Direction: Copy the Minecraft comments below word for word from "Posted by: Metacam" to "what Ener says.".

Posted by: Metacam Oh | Tuesday, January 17, 2012 at 12:17 PM
Correction: minecraft does NOT have prim-based tools. What you have is just block-by-block construction.
With prim-based construction, you have a selection of basic shapes to create objects with (cubes, cylinders, spheres, arches, pyramids, etc.), and you're able to twist and stretch and contort them. Minecraft doesn't have any of that. Everything is manually created, block by block. No twisting, stretching, or contortion.
Posted by: Zauber Paracelsus | Tuesday, January 17, 2012 at 12:20 PM
just enough creativity yet fairly rigid parameters make for an easy game to participate in versus tenth of a millimetre precision in Second Life or OpenSim
5 million paid accounts! dang!
Posted by: Ener Hax | Tuesday, January 17, 2012 at 12:22 PM
Exactly what Ener says.
Thank you Hamlet - I didn't consider Minecraft 'prim-based' but you are absolutely right. The minecraft prim has one shape and one size, and it triggers the hell of creativity.
Who would've thunk!
(certainly not me)

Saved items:
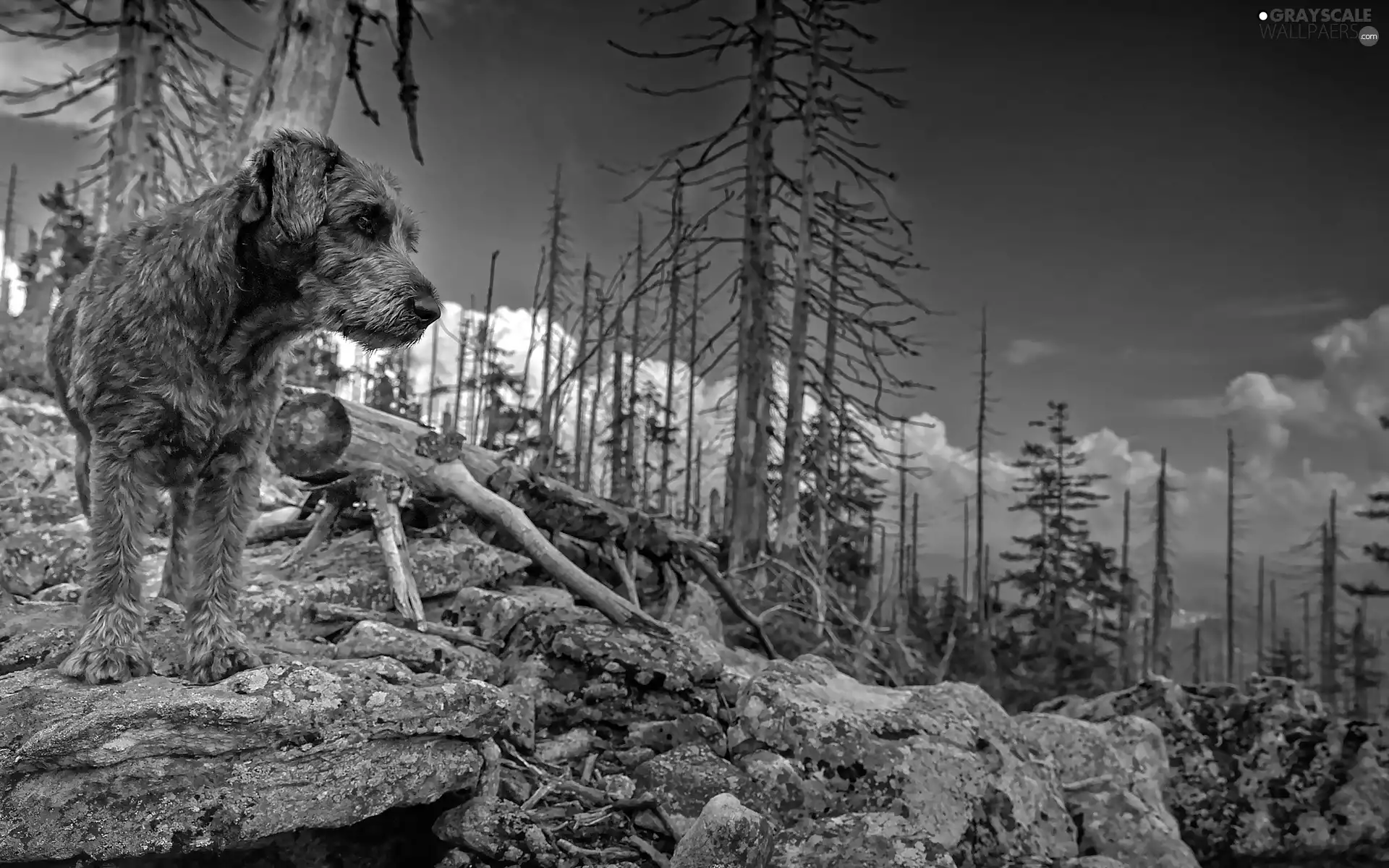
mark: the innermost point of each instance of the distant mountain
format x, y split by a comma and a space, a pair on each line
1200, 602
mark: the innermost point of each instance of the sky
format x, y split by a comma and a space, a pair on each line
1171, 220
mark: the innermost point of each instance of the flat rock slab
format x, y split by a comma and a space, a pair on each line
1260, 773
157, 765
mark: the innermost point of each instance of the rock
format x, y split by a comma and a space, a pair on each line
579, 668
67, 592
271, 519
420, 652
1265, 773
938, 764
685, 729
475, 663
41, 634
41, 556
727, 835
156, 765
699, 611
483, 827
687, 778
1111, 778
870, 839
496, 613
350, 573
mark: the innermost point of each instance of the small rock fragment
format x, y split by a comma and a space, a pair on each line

---

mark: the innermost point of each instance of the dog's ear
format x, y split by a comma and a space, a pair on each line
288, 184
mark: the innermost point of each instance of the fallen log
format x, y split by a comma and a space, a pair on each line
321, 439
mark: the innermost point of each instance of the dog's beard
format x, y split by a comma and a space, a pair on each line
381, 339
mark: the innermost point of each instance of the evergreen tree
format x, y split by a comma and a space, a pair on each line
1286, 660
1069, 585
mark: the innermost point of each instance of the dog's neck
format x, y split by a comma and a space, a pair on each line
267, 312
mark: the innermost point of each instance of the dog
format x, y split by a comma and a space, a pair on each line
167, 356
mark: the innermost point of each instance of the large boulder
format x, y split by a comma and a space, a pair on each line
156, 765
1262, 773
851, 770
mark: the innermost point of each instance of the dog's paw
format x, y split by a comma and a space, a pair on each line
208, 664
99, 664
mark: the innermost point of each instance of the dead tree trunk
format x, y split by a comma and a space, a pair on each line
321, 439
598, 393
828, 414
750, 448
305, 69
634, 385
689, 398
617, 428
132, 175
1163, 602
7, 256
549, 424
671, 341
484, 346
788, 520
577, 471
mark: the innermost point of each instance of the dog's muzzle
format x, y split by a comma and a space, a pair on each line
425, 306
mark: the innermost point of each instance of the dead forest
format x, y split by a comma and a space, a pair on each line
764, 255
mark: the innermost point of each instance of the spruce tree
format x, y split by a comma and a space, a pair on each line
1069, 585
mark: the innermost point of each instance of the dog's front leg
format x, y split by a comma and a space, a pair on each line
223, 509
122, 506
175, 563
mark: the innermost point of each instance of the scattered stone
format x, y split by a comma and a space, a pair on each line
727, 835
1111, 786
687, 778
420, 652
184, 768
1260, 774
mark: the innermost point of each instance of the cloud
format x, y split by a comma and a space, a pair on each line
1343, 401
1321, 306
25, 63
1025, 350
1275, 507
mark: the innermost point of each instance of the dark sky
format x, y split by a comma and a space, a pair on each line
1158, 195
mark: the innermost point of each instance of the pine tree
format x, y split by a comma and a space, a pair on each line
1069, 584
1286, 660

---

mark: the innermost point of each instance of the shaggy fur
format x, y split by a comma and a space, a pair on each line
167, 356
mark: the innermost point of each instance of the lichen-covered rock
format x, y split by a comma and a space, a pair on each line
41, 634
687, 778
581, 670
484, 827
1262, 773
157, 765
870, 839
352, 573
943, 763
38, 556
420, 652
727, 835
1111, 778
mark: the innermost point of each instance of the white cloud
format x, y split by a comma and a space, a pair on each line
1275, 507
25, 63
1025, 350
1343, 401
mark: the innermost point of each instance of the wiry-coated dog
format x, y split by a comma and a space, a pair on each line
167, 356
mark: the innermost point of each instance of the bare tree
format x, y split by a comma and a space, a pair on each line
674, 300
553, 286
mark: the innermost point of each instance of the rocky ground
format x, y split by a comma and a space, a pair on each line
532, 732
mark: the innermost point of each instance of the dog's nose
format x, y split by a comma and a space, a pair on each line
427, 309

Response to this exercise:
Posted by: Metacam Oh | Tuesday, January 17, 2012 at 12:17 PM
Correction: minecraft does NOT have prim-based tools. What you have is just block-by-block construction.
With prim-based construction, you have a selection of basic shapes to create objects with (cubes, cylinders, spheres, arches, pyramids, etc.), and you're able to twist and stretch and contort them. Minecraft doesn't have any of that. Everything is manually created, block by block. No twisting, stretching, or contortion.
Posted by: Zauber Paracelsus | Tuesday, January 17, 2012 at 12:20 PM
just enough creativity yet fairly rigid parameters make for an easy game to participate in versus tenth of a millimetre precision in Second Life or OpenSim
5 million paid accounts! dang!
Posted by: Ener Hax | Tuesday, January 17, 2012 at 12:22 PM
Exactly what Ener says.